练习题目 -
1 – 列出关于VADER的文章中所说的分析结果字典包含的全部键名。
2 – 原样复述关于VADER的文章里从“依据compound综合得分对文本进行分类的标准”开始、到“analyzer = SentimentIntensityAnalyzer()”为止（包括这部分）的内容。

所给文章 -
........
VADER:社交网络文本情感分析库

VADER(Valence Aware Dictionary and sEntiment Reasoner)是专门为社交媒体进行情感分析的工具,目前仅支持英文文本,大邓在这里推荐给大家使用。大家可以结合大邓的教程  

【视频课程】Python爬虫与文本数据分析 

,自己采集数据自己进行分析。

VADER情感信息会考虑:

  • 否定表达(如,"not good")

  • 能表达情感信息和强度的标点符号 (如, "Good!!!")

  • 大小写等形式带来的强调,(如,"FUNNY.")

  • 情感强度(强度增强,如"very" ;强度减弱如, "kind of")

  • 表达情感信息的俚语 (如, 'sux')

  • 能修饰俚语情感强度的词语 ('uber'、'friggin'、'kinda')

  • 表情符号 :) and :D

  • utf-8编码中的emoj情感表情 ( ? and ? and ?)

  • 首字母缩略语(如,'lol') ...

VADER目前只支持英文文本,如果有符合VADER形式的中文词典,也能使用VADER对中文进行分析。

安装VADER

pip3 install vaderSentiment

使用方法

VADER会对文本分析,得到的结果是一个字典信息,包含

  • pos,文本中正面信息得分

  • neg,文本中负面信息得分

  • neu,文本中中性信息得分

  • compound,文本综合情感得分

文本情感分类

依据compound综合得分对文本进行分类的标准

  • 正面:compound score >= 0.05

  • 中性: -0.05 < compound score < 0.05

  • 负面: compound score <= -0.05

from vaderSentiment.vaderSentiment import SentimentIntensityAnalyzer	
analyzer = SentimentIntensityAnalyzer()
........
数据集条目
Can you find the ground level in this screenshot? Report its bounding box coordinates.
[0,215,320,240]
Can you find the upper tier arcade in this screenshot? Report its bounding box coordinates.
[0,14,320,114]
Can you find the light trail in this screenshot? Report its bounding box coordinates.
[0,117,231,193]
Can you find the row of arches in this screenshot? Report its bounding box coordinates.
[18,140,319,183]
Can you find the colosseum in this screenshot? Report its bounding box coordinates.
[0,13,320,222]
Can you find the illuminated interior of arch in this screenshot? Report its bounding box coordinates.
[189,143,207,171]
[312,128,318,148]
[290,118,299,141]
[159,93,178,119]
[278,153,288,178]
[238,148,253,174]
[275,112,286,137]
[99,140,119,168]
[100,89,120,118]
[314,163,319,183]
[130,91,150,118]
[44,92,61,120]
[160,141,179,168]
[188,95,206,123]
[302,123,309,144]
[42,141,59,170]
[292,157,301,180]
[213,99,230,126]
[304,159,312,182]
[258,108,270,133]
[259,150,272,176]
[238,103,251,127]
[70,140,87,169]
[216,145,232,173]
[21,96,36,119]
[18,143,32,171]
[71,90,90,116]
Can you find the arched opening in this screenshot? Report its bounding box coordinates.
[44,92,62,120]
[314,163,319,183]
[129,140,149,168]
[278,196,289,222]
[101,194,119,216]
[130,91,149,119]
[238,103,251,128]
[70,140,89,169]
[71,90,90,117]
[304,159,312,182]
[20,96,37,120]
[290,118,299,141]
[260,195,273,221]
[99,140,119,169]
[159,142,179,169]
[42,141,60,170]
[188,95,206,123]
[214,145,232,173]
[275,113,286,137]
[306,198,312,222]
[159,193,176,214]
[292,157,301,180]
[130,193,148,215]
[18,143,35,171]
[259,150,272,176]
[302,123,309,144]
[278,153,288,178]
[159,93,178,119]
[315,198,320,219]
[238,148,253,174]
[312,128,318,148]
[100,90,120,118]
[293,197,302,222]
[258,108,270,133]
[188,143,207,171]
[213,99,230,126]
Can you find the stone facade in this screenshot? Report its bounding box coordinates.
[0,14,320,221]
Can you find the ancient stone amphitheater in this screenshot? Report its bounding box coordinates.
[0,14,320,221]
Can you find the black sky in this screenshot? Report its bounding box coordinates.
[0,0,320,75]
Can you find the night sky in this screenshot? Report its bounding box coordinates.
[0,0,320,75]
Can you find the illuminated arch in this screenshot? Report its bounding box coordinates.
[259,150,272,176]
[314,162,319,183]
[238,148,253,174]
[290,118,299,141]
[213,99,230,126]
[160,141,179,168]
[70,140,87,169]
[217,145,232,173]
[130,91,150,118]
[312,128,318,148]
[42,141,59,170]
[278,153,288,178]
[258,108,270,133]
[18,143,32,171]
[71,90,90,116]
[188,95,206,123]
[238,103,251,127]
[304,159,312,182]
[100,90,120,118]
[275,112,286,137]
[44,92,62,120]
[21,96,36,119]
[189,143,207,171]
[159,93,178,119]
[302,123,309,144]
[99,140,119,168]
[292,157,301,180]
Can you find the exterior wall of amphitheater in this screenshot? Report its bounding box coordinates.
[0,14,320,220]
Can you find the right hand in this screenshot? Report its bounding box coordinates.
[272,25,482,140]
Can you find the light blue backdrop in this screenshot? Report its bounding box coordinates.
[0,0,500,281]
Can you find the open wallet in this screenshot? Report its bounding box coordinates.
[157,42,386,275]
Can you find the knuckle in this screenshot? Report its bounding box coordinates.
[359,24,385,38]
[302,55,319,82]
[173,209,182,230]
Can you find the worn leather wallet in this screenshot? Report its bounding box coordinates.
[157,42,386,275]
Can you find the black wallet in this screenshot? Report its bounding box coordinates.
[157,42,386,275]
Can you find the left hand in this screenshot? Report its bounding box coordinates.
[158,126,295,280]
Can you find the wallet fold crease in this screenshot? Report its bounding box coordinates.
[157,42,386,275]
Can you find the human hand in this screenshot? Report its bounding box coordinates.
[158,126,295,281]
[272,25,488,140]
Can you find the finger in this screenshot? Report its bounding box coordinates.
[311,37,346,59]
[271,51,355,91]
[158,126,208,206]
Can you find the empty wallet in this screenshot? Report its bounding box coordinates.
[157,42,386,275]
........
参考答案 -
1 – pos、neg、neu、compound

2 –
依据compound综合得分对文本进行分类的标准

  • 正面:compound score >= 0.05

  • 中性: -0.05 < compound score < 0.05

  • 负面: compound score <= -0.05

from vaderSentiment.vaderSentiment import SentimentIntensityAnalyzer	
analyzer = SentimentIntensityAnalyzer()